> _Passage to read_
+-------+

Last Updated on August 1, 2023 by Editorial Team

Author(s): Shivamshinde

Originally published on Towards AI.

This article will discuss different cleaning techniques that are essential to obtain maximum performance from textual data.

Photo by Amador Loureiro on Unsplash

For the demonstration of the text cleaning methods, we will use the text dataset named ‘metamorphosis’ from Kaggle.

Let’s start with importing the required Python libraries for the cleaning process.

import nltk, re, string
from nltk.corpus import stopwords
from nltk.stem.porter import PorterStemmer

Now let’s load the dataset.

file_directory = 'link-to-the-dataset-local-directory'
file = open(file_directory, 'rt', encoding='utf-8')
text = file.read()
file.close()

note that for the above code cell to work, you need to put the local directory path of the data file.

Splitting the text data into words by whitespace

words = text.split()
print(words[:120])

Here we are seeing that the punctuation is preserved (e.g. armour-like and wasn’t), which is nice. We can also see that end-of-sentence punctuation is kept with the last word (e.g., thought.), which is not great.

So, this time let’s try splitting the data using non-word characters.

words = re.split(r'\W+', text)
print(words[:120])

Here we see that words like ‘thought.’ have been converted into ‘thought’. But the problem is that the words like ‘wasn’t’ are converted into two words like ‘wasn’ and ‘t’. We need to fix it.

+-------+

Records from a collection

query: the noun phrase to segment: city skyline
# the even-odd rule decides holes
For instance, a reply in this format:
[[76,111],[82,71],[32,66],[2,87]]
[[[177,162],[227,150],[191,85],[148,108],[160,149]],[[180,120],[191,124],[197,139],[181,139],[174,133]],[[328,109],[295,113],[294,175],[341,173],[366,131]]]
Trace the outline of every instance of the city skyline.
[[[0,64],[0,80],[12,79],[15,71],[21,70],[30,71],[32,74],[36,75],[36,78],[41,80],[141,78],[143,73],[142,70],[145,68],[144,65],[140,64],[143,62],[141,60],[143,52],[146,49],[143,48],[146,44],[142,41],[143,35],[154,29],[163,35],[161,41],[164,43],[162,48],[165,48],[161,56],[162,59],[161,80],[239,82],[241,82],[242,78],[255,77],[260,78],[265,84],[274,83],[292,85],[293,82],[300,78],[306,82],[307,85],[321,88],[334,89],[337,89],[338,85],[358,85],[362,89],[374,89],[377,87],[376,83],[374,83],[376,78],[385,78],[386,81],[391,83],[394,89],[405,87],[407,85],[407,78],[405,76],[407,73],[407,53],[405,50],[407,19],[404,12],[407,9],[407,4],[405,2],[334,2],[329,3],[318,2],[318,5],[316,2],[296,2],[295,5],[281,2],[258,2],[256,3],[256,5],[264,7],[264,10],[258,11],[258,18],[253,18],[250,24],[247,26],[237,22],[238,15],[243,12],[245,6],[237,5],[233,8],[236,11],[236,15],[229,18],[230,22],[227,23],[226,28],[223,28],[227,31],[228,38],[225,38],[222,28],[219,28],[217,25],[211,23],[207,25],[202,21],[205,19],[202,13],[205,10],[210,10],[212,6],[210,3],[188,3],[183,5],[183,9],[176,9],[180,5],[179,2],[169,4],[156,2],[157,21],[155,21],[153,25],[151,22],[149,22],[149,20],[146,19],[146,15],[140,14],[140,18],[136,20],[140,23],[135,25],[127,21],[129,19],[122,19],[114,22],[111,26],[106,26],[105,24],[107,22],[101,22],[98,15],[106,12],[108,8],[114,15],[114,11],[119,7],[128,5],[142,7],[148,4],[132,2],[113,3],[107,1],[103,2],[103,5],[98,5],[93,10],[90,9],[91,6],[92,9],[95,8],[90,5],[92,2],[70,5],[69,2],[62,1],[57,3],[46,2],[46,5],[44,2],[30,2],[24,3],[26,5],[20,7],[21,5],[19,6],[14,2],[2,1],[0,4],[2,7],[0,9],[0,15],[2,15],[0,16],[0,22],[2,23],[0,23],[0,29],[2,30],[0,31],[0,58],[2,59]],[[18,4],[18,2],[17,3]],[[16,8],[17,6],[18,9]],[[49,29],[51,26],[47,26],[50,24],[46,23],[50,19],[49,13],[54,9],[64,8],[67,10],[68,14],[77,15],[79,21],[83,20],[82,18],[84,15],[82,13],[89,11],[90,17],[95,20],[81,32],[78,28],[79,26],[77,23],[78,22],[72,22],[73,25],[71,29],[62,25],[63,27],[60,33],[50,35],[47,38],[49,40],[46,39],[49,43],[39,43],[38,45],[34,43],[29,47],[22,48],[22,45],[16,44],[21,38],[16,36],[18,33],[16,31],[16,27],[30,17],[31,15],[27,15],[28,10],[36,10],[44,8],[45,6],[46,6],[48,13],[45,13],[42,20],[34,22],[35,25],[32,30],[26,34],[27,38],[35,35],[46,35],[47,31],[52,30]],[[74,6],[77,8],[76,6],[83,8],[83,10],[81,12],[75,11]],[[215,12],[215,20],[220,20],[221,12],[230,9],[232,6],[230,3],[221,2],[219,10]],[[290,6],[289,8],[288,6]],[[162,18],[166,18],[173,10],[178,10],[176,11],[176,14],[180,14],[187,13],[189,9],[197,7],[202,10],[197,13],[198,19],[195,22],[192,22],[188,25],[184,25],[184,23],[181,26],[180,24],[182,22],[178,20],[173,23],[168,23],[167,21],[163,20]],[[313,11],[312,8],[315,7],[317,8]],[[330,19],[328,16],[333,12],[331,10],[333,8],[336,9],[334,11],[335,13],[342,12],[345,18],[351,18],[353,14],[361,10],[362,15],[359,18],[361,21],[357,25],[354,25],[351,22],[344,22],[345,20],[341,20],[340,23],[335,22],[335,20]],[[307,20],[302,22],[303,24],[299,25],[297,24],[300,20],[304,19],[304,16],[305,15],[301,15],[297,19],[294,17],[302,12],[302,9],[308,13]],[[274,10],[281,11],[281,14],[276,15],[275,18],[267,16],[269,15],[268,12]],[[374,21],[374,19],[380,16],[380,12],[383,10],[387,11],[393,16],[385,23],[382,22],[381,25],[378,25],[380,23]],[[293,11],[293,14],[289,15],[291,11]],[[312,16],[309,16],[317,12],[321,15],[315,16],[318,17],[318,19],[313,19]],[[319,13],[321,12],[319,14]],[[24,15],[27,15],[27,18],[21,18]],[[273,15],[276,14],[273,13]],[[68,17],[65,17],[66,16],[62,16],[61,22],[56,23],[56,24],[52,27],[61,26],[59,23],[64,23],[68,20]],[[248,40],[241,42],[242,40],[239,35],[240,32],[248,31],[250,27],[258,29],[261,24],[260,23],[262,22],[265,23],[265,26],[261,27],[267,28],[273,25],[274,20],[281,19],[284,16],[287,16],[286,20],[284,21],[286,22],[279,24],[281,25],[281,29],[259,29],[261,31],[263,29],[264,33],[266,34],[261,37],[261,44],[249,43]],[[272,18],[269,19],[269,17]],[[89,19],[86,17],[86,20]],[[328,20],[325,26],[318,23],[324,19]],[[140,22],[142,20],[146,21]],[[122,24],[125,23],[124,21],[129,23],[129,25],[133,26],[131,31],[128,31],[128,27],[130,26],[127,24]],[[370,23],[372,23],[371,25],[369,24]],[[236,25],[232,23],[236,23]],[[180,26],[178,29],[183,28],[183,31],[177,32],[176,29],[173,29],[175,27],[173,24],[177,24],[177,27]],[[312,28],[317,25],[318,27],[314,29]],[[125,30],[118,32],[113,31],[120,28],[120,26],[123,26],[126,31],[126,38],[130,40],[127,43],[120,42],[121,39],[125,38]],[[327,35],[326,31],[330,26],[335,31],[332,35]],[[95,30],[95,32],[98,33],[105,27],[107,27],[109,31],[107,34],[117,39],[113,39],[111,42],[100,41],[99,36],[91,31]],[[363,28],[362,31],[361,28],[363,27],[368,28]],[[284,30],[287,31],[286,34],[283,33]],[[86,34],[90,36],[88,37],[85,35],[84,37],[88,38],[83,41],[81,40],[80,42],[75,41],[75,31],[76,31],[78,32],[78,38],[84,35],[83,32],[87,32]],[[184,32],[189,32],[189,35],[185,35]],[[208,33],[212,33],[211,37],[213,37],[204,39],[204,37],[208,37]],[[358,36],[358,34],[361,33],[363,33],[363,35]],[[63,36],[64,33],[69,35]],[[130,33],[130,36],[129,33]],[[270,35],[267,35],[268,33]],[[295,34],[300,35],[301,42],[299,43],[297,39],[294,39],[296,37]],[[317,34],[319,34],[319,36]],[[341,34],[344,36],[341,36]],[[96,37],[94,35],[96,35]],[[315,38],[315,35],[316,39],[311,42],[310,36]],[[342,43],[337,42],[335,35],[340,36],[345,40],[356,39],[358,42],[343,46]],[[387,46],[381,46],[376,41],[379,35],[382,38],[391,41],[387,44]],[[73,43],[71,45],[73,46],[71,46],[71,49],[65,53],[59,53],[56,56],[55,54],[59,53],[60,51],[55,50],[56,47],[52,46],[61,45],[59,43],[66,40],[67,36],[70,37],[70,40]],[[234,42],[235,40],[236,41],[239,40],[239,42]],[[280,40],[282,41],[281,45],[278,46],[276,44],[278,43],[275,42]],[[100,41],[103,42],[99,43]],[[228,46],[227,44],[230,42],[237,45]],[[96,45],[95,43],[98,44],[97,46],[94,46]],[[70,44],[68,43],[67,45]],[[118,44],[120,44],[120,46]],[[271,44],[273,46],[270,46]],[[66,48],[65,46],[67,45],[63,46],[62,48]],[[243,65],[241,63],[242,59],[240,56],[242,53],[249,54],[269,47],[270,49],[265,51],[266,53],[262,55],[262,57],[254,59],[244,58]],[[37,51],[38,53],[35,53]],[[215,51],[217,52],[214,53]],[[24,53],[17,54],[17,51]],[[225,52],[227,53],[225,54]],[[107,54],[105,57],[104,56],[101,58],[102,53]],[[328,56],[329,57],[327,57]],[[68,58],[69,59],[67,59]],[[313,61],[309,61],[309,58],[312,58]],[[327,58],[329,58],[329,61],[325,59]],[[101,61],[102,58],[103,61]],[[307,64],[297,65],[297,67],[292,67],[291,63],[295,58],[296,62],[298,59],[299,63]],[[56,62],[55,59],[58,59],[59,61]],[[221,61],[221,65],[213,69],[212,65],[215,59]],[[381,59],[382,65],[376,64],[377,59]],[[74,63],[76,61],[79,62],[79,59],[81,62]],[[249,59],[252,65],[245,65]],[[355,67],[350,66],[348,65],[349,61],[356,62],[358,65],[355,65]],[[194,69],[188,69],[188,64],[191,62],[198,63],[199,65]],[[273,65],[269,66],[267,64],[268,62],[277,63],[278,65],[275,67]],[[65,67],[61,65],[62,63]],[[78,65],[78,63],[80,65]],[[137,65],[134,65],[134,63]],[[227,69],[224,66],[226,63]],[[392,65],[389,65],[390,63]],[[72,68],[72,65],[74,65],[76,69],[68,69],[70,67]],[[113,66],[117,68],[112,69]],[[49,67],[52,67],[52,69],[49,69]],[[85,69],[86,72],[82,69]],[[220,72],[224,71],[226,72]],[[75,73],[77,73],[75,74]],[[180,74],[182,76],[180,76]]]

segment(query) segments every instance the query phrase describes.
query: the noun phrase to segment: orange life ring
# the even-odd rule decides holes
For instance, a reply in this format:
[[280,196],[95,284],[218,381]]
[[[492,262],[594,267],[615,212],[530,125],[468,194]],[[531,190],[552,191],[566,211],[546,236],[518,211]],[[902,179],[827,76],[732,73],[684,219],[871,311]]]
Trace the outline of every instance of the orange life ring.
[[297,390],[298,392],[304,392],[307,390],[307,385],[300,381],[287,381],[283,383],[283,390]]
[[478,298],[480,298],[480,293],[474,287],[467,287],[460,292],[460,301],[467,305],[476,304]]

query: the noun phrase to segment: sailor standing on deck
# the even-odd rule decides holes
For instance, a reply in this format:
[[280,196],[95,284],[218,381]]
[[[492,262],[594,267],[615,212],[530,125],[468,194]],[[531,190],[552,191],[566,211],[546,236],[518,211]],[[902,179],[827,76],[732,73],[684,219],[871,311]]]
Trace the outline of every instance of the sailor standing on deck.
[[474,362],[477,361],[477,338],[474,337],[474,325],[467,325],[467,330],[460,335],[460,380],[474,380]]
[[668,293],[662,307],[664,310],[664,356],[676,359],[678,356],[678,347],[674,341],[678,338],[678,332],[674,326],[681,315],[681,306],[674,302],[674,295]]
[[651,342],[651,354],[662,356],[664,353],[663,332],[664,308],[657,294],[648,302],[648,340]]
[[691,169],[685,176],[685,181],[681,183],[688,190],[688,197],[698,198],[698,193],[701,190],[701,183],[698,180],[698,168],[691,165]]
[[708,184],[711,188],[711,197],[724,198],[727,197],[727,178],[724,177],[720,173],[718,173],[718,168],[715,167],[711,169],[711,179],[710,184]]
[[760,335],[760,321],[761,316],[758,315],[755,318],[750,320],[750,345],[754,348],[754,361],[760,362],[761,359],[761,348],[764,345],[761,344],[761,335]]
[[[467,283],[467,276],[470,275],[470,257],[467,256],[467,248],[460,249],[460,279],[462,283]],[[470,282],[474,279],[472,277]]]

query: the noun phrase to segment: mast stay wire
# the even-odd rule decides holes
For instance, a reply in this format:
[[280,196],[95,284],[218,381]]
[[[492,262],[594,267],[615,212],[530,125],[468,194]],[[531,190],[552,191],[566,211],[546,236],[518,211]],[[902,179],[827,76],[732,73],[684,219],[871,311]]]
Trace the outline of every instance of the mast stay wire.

+-------+

> _Set of tasks_
(1) Reproduce the stretch of the text-cleaning article from "Splitting the text" through "is not great.".
(2) Decide whether each statement agrees with the text-cleaning article, answering yes or no and quoting the deciding words: (a) The demonstration uses a Kaggle dataset named ‘metamorphosis’. (b) Splitting by whitespace leaves end-of-sentence punctuation attached to the last word. (c) Splitting by non-word characters keeps ‘wasn’t’ together as one word.
Nothing in the records is needed here.

> _Solutions per task_
(1)
Splitting the text data into words by whitespace

words = text.split()
print(words[:120])

Here we are seeing that the punctuation is preserved (e.g. armour-like and wasn’t), which is nice. We can also see that end-of-sentence punctuation is kept with the last word (e.g., thought.), which is not great.

(2)
(a) Yes: "we will use the text dataset named ‘metamorphosis’ from Kaggle"
(b) Yes: "end-of-sentence punctuation is kept with the last word (e.g., thought.)"
(c) No: "the words like ‘wasn’t’ are converted into two words like ‘wasn’ and ‘t’"